__Entries provided__.
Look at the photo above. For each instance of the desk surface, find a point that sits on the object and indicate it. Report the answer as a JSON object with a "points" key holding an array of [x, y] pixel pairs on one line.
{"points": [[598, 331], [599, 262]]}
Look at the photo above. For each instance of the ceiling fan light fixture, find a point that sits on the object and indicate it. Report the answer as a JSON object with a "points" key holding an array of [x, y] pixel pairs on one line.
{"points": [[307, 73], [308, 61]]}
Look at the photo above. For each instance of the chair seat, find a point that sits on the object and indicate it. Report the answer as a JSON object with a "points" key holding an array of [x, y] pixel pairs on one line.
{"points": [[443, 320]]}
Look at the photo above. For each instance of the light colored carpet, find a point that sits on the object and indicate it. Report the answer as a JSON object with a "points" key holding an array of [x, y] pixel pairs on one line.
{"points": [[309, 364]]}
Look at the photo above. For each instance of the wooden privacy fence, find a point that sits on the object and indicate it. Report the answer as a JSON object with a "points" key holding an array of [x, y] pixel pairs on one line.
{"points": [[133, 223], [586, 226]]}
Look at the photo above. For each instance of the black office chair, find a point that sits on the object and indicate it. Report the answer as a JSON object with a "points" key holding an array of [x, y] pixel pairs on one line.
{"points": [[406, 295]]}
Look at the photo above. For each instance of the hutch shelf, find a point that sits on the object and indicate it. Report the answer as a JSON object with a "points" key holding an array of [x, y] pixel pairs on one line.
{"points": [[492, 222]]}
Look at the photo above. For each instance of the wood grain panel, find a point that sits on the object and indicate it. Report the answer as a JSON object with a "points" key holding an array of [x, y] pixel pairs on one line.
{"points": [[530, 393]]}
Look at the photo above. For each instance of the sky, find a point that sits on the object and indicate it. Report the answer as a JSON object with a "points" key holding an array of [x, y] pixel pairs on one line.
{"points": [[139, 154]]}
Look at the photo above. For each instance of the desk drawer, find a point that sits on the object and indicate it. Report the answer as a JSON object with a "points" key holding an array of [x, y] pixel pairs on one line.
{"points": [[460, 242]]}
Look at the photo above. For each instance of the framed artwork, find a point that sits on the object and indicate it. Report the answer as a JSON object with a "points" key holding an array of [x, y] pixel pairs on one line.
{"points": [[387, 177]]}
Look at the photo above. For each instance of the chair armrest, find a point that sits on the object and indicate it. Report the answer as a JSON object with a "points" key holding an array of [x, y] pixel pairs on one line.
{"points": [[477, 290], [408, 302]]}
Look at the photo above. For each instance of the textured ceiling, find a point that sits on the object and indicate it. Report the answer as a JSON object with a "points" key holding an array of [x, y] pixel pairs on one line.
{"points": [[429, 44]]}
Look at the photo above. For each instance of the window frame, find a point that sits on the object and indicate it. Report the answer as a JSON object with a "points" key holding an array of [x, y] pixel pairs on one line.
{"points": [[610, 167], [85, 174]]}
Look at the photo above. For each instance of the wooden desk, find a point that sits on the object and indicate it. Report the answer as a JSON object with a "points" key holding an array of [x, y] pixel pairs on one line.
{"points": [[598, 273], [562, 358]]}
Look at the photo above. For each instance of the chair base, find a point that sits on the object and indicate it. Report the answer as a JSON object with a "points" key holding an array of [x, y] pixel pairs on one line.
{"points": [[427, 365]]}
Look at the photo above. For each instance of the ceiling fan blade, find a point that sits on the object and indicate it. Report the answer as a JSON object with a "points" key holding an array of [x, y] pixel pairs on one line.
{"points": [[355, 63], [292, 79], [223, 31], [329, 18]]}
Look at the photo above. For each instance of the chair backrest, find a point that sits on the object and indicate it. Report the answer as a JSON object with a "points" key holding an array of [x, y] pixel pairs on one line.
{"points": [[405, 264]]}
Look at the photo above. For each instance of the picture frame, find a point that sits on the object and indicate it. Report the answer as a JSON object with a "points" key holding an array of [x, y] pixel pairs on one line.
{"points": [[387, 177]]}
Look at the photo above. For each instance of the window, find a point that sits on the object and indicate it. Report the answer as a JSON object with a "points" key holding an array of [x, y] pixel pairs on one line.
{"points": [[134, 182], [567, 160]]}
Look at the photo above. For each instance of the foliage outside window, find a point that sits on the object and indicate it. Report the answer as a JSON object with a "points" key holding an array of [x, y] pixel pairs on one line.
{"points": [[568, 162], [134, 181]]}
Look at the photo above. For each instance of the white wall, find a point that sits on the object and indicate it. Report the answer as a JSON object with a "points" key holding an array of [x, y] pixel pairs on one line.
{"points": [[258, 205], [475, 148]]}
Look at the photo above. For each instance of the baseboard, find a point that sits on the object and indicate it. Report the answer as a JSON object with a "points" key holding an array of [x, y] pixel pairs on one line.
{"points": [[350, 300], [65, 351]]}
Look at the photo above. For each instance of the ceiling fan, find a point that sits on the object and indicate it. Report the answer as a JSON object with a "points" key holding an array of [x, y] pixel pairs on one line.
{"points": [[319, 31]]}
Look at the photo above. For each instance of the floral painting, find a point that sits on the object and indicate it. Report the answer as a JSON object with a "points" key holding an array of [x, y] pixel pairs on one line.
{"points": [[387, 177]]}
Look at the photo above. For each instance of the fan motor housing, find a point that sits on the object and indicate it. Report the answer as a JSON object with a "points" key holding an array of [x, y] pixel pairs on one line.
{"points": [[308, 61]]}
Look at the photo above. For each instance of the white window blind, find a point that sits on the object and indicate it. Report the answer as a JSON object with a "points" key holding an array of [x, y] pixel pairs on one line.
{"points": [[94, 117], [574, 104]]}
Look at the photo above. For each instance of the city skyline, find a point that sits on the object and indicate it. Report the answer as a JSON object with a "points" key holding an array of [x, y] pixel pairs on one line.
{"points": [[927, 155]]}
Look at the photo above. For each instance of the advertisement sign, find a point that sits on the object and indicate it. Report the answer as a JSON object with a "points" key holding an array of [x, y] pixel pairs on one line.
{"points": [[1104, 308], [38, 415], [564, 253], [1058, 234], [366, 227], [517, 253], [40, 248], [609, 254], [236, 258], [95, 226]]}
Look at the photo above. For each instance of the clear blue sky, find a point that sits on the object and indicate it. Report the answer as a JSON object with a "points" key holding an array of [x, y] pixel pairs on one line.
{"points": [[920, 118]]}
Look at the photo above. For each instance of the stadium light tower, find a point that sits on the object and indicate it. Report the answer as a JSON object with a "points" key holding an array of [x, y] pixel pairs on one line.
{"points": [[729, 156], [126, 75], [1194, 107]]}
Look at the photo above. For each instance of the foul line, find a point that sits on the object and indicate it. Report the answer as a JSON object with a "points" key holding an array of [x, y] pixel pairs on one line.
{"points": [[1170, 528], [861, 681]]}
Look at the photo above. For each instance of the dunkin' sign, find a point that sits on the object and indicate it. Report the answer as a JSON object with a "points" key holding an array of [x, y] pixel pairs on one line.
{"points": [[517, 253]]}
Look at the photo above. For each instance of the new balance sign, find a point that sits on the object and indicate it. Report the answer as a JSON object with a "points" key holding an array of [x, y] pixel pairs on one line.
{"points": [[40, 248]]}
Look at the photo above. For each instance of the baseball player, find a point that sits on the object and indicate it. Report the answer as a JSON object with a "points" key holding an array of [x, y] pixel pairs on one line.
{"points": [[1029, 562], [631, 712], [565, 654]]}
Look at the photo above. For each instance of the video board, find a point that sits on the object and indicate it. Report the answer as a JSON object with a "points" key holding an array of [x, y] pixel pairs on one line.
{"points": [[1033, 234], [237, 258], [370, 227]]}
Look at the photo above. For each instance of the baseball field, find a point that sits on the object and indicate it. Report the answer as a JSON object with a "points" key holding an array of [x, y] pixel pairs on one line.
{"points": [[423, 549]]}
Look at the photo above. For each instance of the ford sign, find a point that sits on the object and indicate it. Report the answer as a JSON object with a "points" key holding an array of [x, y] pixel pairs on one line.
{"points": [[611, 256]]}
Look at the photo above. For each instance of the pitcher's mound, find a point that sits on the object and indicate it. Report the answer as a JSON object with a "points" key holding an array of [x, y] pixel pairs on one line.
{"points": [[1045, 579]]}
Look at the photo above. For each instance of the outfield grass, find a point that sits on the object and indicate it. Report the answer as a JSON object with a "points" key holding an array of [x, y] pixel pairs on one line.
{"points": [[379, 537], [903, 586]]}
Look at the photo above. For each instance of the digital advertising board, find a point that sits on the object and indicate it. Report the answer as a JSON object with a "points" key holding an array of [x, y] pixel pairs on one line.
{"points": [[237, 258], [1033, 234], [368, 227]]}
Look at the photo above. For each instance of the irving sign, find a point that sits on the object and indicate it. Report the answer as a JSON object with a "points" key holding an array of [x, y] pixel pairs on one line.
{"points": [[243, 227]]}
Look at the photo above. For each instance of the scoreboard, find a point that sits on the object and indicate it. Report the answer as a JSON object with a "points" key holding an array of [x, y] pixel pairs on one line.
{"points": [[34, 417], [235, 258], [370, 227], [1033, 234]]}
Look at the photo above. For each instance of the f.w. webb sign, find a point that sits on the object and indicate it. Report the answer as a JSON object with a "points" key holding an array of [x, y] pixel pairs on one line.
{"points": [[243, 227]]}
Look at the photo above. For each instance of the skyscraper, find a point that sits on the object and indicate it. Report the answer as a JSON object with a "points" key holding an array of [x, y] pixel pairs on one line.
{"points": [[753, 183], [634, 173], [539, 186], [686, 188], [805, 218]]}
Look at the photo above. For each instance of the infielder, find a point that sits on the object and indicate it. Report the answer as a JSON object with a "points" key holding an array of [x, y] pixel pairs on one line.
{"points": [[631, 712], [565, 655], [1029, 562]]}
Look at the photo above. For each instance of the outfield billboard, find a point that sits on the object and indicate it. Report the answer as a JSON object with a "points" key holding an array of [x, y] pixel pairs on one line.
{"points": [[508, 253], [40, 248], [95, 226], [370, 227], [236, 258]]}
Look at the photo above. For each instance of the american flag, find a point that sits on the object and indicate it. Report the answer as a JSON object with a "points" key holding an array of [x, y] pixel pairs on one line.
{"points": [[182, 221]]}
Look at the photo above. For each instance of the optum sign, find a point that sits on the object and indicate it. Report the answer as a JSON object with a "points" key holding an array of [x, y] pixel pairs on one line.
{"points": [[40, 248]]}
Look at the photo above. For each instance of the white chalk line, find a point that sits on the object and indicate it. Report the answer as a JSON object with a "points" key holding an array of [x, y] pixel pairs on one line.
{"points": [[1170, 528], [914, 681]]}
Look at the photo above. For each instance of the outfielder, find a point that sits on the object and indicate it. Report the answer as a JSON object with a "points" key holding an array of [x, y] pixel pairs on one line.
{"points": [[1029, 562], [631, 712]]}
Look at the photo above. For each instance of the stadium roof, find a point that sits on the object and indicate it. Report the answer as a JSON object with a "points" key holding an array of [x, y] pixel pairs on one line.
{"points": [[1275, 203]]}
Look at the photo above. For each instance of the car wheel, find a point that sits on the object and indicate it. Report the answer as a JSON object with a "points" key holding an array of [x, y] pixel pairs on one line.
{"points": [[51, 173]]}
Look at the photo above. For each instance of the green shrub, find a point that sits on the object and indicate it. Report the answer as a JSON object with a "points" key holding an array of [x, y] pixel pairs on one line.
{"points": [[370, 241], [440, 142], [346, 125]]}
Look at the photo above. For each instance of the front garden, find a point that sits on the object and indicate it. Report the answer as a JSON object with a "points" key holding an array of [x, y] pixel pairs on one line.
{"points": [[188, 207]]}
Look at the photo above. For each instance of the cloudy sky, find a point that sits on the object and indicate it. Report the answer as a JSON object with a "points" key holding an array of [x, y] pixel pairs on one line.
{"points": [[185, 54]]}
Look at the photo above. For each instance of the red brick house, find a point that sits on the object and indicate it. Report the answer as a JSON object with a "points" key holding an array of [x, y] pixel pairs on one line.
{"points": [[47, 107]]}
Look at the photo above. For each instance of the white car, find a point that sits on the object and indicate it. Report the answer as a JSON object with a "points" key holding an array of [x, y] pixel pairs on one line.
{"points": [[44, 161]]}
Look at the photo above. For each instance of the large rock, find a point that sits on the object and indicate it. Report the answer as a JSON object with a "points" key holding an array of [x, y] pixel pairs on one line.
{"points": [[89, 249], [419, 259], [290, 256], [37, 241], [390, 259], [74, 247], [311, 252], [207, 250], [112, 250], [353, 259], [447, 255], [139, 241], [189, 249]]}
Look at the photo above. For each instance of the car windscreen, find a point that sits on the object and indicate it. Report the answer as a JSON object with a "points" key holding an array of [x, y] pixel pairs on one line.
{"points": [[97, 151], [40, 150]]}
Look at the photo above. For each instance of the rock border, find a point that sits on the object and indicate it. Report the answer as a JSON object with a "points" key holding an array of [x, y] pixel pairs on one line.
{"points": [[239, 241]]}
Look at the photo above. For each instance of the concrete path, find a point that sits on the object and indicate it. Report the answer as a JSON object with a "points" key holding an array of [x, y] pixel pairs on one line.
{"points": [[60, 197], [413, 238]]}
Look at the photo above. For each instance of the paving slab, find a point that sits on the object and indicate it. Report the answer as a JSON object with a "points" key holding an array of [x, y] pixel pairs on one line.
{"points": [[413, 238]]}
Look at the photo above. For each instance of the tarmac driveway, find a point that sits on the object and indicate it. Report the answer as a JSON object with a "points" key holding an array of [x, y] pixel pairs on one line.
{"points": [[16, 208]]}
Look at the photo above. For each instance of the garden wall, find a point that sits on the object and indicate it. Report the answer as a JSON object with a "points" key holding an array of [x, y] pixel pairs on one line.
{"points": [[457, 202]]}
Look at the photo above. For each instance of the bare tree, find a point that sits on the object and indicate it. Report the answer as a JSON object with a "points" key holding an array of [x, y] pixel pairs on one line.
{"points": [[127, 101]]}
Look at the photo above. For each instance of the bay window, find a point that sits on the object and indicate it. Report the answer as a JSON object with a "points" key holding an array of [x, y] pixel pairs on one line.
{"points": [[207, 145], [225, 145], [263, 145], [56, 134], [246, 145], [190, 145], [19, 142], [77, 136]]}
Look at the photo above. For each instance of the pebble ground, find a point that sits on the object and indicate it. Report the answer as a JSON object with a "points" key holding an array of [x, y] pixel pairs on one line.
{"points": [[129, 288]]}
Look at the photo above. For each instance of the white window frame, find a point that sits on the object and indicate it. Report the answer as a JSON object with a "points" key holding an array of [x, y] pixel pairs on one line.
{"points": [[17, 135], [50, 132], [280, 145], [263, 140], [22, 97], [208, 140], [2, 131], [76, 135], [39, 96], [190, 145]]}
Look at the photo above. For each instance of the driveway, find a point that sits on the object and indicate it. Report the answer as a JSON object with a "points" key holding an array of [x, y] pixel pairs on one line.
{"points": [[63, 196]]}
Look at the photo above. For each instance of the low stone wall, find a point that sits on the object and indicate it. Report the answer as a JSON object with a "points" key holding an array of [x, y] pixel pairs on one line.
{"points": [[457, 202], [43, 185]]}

__Exercise task__. Please switch "pixel pairs" to "coordinate pairs" in the material from the line with "the driveway, find" up to and including the last line of the material, keeping everything else unchanged.

__Correct result__.
Look at the photo above. For each instance of the driveway, find a point that sits on the object and indicate it. Report the answer as a JSON object with a "points" key holding an array of [x, y] coordinate pairs on one line.
{"points": [[63, 196]]}
Look at the photo above. For each instance of the low stone wall, find a point that sits on the object and indicate it. Report the answer as a JSON object with a "points" key holding an array of [x, y] coordinate pairs on one line.
{"points": [[457, 202], [43, 185]]}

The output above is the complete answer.